Written task: Please pick up the code review post on updating the AsterixDB UDF docs and keep writing it from its last line onward.

Selected extract:
____________
You are viewing a plain text version of this content. The canonical link for it is here.
Posted to notifications@asterixdb.apache.org by AsterixDB Code Review <do...@asterix-gerrit.ics.uci.edu> on 2021/04/29 18:08:24 UTC

Change in asterixdb[master]: [ASTERIXDB-2894] Update UDF docs

From Ian Maxon <im...@uci.edu>:

Ian Maxon has uploaded this change for review. ( https://asterix-gerrit.ics.uci.edu/c/asterixdb/+/11225 )


Change subject: [ASTERIXDB-2894] Update UDF docs
......................................................................

[ASTERIXDB-2894] Update UDF docs

Change-Id: Id9780d72960f9094c29f7f5766185782069fe7cf
---
M asterixdb/asterix-doc/src/main/user-defined_function/udf.md
1 file changed, 44 insertions(+), 9 deletions(-)



  git pull ssh://asterix-gerrit.ics.uci.edu:29418/asterixdb refs/changes/25/11225/1

diff --git a/asterixdb/asterix-doc/src/main/user-defined_function/udf.md b/asterixdb/asterix-doc/src/main/user-defined_function/udf.md
index fe72789..50721a9 100644
--- a/asterixdb/asterix-doc/src/main/user-defined_function/udf.md
+++ b/asterixdb/asterix-doc/src/main/user-defined_function/udf.md
@@ -27,7 +27,8 @@
 
 ## <a name="authentication">Endpoints and Authentication</a>
 
-The UDF endpoint is not enabled by default until authentication has been configured properly. To enable it, we
+The UDF endpoint is not enabled by default until authentication has been configured properly. Even when enabled, it will
+only be available on the loopback interface on each NC for security purposes. To enable it, we
 will need to set the path to the credential file and populate it with our username and password.
____________
Entries shown:
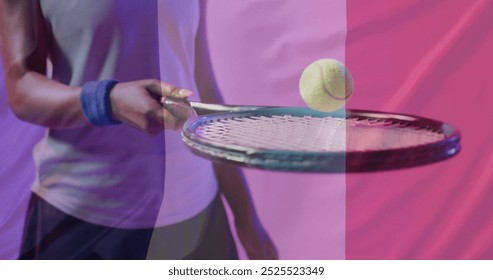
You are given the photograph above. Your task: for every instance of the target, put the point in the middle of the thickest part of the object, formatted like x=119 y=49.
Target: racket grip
x=179 y=108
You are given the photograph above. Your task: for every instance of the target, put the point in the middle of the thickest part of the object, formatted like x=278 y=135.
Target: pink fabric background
x=429 y=58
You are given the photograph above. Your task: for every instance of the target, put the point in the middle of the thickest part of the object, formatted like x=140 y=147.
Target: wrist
x=95 y=102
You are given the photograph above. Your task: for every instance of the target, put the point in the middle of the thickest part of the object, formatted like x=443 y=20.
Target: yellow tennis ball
x=326 y=85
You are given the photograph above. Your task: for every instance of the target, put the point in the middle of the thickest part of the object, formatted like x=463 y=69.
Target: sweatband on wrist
x=95 y=101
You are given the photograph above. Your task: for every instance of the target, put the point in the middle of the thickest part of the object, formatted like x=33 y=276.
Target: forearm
x=36 y=99
x=32 y=96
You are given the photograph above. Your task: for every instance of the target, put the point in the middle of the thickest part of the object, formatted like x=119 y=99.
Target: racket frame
x=319 y=162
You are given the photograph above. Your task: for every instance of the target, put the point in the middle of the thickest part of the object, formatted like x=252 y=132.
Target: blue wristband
x=95 y=101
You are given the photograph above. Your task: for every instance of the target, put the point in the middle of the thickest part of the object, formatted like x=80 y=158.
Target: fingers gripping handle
x=180 y=108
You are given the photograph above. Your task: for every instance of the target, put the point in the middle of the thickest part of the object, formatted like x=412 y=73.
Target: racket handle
x=180 y=108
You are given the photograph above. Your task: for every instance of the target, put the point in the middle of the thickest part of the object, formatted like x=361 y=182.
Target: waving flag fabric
x=419 y=57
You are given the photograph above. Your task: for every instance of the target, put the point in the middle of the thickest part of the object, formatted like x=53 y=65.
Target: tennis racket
x=303 y=140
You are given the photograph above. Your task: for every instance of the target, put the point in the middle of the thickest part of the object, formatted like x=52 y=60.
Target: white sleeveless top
x=116 y=175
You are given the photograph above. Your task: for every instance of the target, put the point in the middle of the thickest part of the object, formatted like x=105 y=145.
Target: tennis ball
x=326 y=85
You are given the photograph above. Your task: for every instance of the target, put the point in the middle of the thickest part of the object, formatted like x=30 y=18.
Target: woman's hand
x=137 y=104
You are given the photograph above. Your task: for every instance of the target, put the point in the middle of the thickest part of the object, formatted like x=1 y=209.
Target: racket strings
x=315 y=134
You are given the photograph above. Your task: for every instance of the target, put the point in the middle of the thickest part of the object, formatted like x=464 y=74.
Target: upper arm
x=22 y=38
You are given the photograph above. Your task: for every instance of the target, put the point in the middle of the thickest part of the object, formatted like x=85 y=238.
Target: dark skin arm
x=232 y=183
x=37 y=99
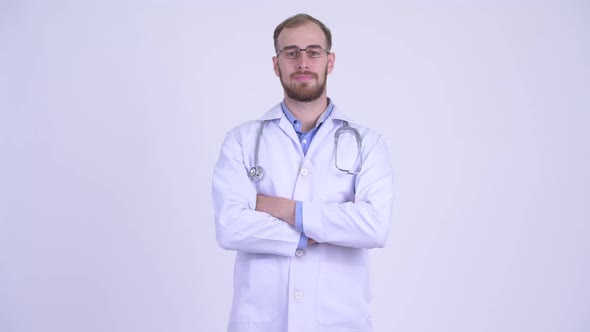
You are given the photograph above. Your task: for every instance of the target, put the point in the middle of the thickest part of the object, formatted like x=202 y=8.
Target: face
x=304 y=78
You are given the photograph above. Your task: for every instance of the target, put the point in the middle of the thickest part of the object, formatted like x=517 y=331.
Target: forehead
x=302 y=36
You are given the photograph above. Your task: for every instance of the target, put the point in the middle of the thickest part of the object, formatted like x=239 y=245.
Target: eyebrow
x=299 y=48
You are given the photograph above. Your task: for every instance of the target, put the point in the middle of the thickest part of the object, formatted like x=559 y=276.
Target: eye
x=313 y=53
x=291 y=53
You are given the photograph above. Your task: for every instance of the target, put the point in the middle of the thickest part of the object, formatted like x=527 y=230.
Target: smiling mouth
x=303 y=77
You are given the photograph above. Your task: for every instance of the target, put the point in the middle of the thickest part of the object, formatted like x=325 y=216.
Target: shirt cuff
x=299 y=216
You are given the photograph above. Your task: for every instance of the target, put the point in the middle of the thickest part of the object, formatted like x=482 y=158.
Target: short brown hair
x=297 y=21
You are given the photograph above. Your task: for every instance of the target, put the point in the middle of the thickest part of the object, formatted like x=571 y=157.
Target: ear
x=331 y=60
x=275 y=64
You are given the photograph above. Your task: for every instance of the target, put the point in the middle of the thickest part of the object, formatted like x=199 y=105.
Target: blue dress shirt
x=305 y=139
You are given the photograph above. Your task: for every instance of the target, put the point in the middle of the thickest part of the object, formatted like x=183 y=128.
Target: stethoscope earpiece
x=255 y=173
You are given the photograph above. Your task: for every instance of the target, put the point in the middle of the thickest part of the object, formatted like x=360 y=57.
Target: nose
x=302 y=61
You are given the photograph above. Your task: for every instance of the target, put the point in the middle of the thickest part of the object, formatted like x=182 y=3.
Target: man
x=301 y=194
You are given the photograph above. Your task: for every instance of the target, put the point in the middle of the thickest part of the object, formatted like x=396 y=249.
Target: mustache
x=306 y=72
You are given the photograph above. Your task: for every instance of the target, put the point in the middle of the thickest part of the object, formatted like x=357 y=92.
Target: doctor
x=323 y=196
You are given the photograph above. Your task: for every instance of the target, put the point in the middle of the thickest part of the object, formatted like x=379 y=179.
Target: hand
x=278 y=207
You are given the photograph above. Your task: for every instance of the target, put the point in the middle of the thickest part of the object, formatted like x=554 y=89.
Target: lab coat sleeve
x=364 y=222
x=238 y=225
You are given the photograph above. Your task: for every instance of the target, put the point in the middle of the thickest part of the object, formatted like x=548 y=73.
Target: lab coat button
x=298 y=295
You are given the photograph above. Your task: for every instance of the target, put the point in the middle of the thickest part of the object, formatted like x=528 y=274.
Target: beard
x=304 y=92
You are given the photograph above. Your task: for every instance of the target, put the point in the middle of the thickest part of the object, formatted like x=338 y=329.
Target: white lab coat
x=326 y=287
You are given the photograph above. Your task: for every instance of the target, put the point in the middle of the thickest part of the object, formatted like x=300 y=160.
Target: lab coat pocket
x=343 y=298
x=256 y=289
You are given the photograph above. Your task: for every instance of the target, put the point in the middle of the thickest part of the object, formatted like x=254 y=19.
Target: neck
x=307 y=112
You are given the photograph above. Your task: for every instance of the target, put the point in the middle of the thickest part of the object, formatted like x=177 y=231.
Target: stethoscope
x=256 y=172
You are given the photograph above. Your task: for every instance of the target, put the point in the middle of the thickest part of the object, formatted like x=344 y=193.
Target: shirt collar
x=297 y=124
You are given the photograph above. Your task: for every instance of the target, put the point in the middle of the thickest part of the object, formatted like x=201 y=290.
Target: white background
x=112 y=114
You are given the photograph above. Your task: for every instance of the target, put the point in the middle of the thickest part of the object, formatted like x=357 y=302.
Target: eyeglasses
x=293 y=52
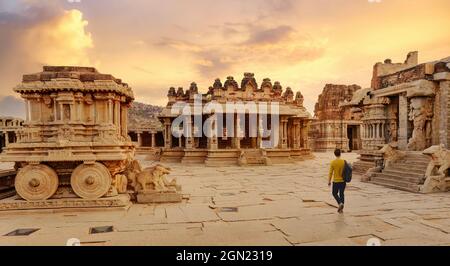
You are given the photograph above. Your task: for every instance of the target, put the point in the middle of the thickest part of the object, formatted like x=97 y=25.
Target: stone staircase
x=406 y=174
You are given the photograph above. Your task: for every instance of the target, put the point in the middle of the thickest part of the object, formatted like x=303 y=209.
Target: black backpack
x=347 y=173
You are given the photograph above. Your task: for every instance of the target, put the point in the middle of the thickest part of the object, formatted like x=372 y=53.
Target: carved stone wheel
x=91 y=181
x=36 y=182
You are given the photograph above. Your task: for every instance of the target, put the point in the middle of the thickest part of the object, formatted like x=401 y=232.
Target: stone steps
x=402 y=171
x=394 y=177
x=409 y=187
x=407 y=174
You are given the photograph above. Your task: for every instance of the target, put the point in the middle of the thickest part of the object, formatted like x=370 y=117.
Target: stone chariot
x=75 y=135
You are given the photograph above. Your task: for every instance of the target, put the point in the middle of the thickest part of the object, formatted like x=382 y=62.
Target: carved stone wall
x=334 y=125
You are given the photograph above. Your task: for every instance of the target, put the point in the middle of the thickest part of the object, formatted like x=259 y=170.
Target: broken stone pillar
x=139 y=139
x=403 y=122
x=153 y=140
x=6 y=138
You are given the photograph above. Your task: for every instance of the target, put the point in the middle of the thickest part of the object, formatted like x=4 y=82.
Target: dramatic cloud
x=12 y=106
x=270 y=36
x=36 y=33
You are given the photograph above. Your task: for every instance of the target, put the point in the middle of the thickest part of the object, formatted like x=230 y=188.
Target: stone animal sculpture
x=153 y=179
x=391 y=154
x=436 y=179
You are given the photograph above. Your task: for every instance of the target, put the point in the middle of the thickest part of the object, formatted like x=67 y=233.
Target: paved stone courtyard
x=276 y=205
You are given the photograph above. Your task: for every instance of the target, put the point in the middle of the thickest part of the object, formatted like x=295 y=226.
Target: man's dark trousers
x=338 y=192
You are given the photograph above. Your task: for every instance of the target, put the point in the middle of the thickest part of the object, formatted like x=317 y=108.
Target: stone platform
x=159 y=197
x=15 y=203
x=278 y=205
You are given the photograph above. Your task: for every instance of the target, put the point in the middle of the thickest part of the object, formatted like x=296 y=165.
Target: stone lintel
____________
Response:
 The credential file is a simple `/etc/passwd` style text file with usernames and corresponding `bcrypt` hashed and salted
@@ -50,9 +51,7 @@
 ## <a name="installingUDF">Installing a Java UDF Library</a>
 
 To install a UDF package to the cluster, we need to send a Multipart Form-data HTTP request to the `/admin/udf` endpoint
-of the CC at the normal API port (`19004` by default). The request should use HTTP Basic authentication. This means your
-credentials will *not* be obfuscated or encrypted *in any way*, so submit to this endpoint over localhost or a network
-where you know your traffic is safe from eavesdropping. Any suitable tool will do, but for the example here I will use
+of the CC at the normal API port (`19004` by default). Any suitable tool will do, but for the example here I will use
 `curl` which is widely available.
 
 For example, to install a library with the following criteria:
@@ -65,7 +64,7 @@
 
 we would execute
 
-    curl -v -u admin:admin -X POST -F 'data=@./lib.zip' localhost:19004/admin/udf/udfs/testlib
+    curl -v -u admin:admin -X POST -F 'data=@./lib.zip' -F 'type=java' localhost:19004/admin/udf/udfs/testlib
 
 Any response other than `200` indicates an error in deployment.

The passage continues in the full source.